## TASK DESCRIPTION
Return a copy of every line in the records that includes the word "target".

Collected data:
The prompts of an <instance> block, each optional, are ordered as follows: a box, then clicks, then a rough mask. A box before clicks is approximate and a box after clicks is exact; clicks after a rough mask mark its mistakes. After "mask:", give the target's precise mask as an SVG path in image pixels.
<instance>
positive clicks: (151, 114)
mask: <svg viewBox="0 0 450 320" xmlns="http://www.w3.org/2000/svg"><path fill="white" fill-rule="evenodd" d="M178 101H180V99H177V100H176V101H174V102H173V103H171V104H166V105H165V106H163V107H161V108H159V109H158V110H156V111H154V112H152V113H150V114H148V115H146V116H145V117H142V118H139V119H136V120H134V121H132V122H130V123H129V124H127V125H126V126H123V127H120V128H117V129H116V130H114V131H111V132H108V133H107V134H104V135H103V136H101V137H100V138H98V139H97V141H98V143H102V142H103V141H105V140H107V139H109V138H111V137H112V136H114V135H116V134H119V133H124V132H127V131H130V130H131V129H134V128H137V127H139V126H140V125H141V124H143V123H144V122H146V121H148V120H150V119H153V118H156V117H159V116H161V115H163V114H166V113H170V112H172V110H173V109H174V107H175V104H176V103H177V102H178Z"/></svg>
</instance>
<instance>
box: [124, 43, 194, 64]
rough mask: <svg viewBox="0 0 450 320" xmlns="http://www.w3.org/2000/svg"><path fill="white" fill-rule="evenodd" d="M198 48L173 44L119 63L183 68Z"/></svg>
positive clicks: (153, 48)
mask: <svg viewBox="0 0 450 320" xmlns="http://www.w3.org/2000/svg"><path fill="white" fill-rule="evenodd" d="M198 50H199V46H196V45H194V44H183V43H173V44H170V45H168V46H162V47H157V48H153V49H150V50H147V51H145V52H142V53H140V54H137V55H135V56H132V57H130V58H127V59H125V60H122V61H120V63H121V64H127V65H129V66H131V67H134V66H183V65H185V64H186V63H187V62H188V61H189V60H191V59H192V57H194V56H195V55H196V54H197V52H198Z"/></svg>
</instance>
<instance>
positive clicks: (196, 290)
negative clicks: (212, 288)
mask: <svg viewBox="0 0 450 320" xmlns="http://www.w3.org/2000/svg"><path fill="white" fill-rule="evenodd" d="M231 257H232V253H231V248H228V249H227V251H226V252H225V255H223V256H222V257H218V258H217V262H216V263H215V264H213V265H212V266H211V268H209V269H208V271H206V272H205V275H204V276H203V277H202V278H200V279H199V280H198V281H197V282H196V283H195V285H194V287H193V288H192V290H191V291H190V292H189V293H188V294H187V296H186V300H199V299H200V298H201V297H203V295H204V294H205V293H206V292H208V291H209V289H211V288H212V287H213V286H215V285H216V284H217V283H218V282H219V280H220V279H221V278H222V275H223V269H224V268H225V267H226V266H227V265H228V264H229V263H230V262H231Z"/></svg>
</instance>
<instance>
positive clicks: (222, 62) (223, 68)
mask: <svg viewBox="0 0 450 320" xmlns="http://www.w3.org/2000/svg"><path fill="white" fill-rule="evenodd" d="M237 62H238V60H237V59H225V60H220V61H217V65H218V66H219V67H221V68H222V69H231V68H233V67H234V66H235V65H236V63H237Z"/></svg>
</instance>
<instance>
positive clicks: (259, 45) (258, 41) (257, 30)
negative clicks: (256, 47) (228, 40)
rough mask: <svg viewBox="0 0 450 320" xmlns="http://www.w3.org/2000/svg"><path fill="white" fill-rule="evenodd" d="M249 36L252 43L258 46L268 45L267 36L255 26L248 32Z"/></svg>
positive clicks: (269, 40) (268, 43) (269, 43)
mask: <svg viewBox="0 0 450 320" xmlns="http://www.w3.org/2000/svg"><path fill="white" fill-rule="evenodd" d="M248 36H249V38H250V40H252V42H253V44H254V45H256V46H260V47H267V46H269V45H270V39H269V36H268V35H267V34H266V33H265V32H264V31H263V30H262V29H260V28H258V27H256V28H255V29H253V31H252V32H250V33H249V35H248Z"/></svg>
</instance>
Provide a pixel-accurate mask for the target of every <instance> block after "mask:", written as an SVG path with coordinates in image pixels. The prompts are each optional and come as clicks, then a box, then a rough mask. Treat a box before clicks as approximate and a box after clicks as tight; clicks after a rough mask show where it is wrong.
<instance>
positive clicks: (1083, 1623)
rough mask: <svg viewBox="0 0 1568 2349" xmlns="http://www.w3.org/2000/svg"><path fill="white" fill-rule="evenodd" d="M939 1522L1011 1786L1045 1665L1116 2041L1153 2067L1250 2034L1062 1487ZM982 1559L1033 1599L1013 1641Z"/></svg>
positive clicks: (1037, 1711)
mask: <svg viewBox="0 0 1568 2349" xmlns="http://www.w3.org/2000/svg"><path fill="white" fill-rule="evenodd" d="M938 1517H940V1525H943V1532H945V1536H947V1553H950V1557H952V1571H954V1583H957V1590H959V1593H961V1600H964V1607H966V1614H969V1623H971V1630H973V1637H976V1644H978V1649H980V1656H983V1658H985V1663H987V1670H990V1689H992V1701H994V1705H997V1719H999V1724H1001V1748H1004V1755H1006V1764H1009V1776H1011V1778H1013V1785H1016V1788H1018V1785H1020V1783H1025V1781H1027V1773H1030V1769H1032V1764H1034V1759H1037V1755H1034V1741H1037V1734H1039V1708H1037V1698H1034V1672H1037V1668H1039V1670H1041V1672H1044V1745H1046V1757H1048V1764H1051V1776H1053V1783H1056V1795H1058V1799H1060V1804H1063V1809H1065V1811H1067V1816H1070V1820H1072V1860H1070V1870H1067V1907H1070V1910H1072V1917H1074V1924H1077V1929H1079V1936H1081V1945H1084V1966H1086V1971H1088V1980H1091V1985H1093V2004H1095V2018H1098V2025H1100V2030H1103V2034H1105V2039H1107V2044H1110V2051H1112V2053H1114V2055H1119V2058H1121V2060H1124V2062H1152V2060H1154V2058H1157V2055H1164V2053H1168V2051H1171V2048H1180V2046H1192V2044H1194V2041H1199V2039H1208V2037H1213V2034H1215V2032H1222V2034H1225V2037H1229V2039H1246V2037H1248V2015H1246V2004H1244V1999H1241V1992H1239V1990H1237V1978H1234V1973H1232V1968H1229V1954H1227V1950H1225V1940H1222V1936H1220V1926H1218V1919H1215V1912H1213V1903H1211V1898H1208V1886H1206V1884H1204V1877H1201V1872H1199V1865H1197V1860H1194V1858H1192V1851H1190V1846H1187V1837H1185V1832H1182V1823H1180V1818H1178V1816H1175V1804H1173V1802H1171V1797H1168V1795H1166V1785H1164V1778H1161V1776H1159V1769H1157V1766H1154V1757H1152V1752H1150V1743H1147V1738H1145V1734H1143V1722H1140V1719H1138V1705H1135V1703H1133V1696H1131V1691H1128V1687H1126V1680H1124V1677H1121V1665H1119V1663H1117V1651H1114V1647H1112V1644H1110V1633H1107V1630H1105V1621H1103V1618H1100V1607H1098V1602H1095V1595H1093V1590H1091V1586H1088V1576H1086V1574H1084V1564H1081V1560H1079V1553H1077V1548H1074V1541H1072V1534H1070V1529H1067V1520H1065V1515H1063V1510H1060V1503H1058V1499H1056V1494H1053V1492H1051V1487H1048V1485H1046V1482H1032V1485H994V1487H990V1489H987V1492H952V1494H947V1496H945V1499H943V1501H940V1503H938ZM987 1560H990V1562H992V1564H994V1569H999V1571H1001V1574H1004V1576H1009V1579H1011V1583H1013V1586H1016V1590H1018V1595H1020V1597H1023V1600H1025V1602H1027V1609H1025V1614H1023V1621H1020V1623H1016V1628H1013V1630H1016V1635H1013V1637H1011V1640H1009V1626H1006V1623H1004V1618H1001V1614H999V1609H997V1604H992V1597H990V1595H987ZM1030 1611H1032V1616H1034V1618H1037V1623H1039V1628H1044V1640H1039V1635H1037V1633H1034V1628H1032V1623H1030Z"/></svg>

## EXERCISE RESULT
The prompts of an <instance> block, each optional, are ordered as follows: a box, then clicks, then a rough mask. A box before clicks is approximate and a box after clicks is exact; clicks after a rough mask mark its mistakes. After "mask:", give the target's precise mask as an SVG path in image pixels.
Provide a pixel-accurate mask for the target of every <instance> block after "mask:", written as an SVG path with coordinates in image pixels. The prompts are each optional and come as clicks, then a box, then a rough mask. Treat a box before clicks as approximate and a box after clicks as tight; clicks after a rough mask show where it is wrong.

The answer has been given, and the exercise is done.